*REQUEST*
Put each line of the listing below into a JSON list of strings, one string per line, leaving out any blank lines.

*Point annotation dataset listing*
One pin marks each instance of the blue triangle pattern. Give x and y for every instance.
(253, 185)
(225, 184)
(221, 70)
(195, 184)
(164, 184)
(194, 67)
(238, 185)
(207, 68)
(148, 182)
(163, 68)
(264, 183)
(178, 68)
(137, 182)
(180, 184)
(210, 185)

*COMPLETE ANSWER*
[
  "One pin marks each instance of the blue triangle pattern. Give x and y for every instance.",
  "(253, 185)",
  "(225, 184)",
  "(221, 70)",
  "(195, 184)",
  "(164, 184)",
  "(194, 67)",
  "(238, 185)",
  "(207, 68)",
  "(148, 182)",
  "(163, 68)",
  "(264, 183)",
  "(178, 68)",
  "(137, 182)",
  "(180, 184)",
  "(210, 185)"
]